• Extracted data:

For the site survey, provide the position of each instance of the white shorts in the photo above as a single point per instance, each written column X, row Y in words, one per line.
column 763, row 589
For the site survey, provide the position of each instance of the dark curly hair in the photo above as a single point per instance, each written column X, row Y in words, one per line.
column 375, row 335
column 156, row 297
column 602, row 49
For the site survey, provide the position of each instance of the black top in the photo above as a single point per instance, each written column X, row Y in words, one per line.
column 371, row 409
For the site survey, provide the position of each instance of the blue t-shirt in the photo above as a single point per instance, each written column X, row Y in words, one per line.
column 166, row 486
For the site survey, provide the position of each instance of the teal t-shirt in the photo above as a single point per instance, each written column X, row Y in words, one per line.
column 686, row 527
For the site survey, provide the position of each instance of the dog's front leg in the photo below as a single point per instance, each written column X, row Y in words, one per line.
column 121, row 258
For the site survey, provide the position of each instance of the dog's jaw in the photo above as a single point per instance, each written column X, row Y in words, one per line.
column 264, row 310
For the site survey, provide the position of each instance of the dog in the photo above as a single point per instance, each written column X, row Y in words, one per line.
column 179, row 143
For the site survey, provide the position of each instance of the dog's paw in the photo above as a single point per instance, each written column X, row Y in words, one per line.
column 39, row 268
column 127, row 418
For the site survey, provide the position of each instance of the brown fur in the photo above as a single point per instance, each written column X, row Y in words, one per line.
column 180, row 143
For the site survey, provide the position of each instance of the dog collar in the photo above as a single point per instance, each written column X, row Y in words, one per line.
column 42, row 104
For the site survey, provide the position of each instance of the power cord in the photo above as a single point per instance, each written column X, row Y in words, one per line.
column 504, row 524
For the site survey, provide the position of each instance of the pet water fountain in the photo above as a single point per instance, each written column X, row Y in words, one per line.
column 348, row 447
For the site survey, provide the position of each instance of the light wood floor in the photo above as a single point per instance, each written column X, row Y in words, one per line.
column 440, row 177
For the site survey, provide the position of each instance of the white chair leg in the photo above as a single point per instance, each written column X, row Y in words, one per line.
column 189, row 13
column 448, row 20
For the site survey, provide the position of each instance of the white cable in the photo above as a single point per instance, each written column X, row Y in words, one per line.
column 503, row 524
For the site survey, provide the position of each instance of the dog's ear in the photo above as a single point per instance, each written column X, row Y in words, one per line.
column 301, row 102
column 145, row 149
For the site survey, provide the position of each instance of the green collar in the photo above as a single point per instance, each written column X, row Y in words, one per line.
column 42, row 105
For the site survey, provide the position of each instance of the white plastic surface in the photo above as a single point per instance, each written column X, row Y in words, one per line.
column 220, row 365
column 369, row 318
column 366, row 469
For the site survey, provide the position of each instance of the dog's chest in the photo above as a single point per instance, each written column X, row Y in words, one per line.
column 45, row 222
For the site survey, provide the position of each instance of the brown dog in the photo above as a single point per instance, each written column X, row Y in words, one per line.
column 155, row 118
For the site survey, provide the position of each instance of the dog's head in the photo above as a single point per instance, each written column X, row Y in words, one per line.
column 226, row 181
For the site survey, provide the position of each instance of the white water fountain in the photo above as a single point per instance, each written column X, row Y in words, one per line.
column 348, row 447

• Problem details:
Please give a word-for-word repetition of the lines from the one containing "the dog's head" through the last line of the data above, including both, and nothing besides.

• Problem solution:
For the site survey, provide the position of each instance of the dog's head in the photo above as a single point per instance, each written column X, row Y in words, one per line.
column 226, row 181
For the site survey, provide the position of each instance of the white water fountain in the photo above as a single point per instance, each written column X, row Y in words, one per line.
column 348, row 447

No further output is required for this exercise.